## START

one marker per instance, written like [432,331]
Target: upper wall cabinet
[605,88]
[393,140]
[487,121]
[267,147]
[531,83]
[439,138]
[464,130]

## END

Exercise instructions> Rewrite every line of the records above, keeping the requests unchanged. Scale each coordinate in the answers by 0.3 and round to the nearest whole number, with halves rounded up.

Correct result>
one marker per instance, written like [432,331]
Target: upper wall cabinet
[182,26]
[118,42]
[146,36]
[80,44]
[159,25]
[132,41]
[139,39]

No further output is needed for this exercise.